Each record should be reproduced exactly.

(Records drawn from a dataset)
·····

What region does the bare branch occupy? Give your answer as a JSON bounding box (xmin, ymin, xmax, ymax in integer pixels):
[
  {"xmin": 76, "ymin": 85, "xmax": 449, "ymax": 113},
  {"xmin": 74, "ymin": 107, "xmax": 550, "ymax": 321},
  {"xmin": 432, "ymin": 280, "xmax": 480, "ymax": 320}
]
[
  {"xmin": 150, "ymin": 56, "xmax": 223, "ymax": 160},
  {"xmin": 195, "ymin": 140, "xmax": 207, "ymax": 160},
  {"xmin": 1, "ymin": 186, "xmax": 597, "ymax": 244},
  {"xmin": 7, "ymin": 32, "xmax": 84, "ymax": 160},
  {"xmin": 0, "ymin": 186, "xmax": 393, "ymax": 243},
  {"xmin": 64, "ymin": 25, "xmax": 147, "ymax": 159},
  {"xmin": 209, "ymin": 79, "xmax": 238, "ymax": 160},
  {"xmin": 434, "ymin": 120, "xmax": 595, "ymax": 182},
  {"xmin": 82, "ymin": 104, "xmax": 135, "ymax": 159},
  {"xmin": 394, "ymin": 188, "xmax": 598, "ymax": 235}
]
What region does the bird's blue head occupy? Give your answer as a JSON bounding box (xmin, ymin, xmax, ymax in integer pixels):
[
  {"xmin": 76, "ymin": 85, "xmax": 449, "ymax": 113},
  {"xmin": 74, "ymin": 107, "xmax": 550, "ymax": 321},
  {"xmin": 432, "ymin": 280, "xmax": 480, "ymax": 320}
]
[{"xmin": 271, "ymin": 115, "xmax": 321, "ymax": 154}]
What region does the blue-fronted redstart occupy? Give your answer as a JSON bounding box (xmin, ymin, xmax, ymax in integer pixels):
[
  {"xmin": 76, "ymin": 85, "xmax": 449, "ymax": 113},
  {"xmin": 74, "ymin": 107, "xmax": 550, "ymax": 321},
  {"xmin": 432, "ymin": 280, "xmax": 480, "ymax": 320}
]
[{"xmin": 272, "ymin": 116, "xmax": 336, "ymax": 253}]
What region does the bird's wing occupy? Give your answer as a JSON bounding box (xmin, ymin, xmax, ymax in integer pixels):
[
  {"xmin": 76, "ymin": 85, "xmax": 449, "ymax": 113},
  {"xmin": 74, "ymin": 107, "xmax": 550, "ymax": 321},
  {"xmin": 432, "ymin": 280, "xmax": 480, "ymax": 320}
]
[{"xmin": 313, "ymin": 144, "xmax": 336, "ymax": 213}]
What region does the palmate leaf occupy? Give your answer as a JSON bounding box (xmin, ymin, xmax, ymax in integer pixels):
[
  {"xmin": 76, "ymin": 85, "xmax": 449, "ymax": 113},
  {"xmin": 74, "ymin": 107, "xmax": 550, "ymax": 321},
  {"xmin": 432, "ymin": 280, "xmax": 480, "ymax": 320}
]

·····

:: RESPONSE ::
What region does the bare branch occupy? Give your answer as a JSON bounding box (xmin, ymin, xmax, ymax in integer pixels):
[
  {"xmin": 76, "ymin": 85, "xmax": 449, "ymax": 113},
  {"xmin": 74, "ymin": 107, "xmax": 550, "ymax": 321},
  {"xmin": 432, "ymin": 280, "xmax": 480, "ymax": 320}
]
[
  {"xmin": 150, "ymin": 56, "xmax": 223, "ymax": 160},
  {"xmin": 195, "ymin": 140, "xmax": 207, "ymax": 160},
  {"xmin": 1, "ymin": 186, "xmax": 597, "ymax": 244},
  {"xmin": 7, "ymin": 32, "xmax": 84, "ymax": 160},
  {"xmin": 0, "ymin": 186, "xmax": 393, "ymax": 243},
  {"xmin": 64, "ymin": 25, "xmax": 147, "ymax": 159},
  {"xmin": 209, "ymin": 79, "xmax": 238, "ymax": 160},
  {"xmin": 434, "ymin": 120, "xmax": 595, "ymax": 182},
  {"xmin": 82, "ymin": 104, "xmax": 135, "ymax": 159},
  {"xmin": 394, "ymin": 188, "xmax": 598, "ymax": 235}
]
What region does the bird's blue head occupy? Give your answer as a JSON bounding box (xmin, ymin, xmax, ymax in integer pixels):
[
  {"xmin": 76, "ymin": 85, "xmax": 449, "ymax": 113},
  {"xmin": 74, "ymin": 107, "xmax": 550, "ymax": 321},
  {"xmin": 432, "ymin": 280, "xmax": 480, "ymax": 320}
]
[{"xmin": 271, "ymin": 115, "xmax": 321, "ymax": 154}]
What region does the blue-fronted redstart occupy? Give your answer as a JSON bounding box (xmin, ymin, xmax, ymax in integer pixels):
[
  {"xmin": 76, "ymin": 85, "xmax": 449, "ymax": 113},
  {"xmin": 74, "ymin": 107, "xmax": 550, "ymax": 321},
  {"xmin": 432, "ymin": 280, "xmax": 480, "ymax": 320}
]
[{"xmin": 272, "ymin": 116, "xmax": 336, "ymax": 253}]
What region does the bird's wing occupy? Give your answer as a JSON bounding box (xmin, ymin, xmax, ymax in integer pixels):
[
  {"xmin": 76, "ymin": 85, "xmax": 449, "ymax": 113},
  {"xmin": 74, "ymin": 107, "xmax": 550, "ymax": 321},
  {"xmin": 432, "ymin": 280, "xmax": 480, "ymax": 320}
]
[{"xmin": 313, "ymin": 144, "xmax": 336, "ymax": 213}]
What region does the palmate leaf occupy? Give your answer as a JSON bounding box (xmin, ymin, xmax, ymax in integer pixels):
[
  {"xmin": 76, "ymin": 85, "xmax": 449, "ymax": 113},
  {"xmin": 74, "ymin": 107, "xmax": 550, "ymax": 321},
  {"xmin": 432, "ymin": 280, "xmax": 480, "ymax": 320}
]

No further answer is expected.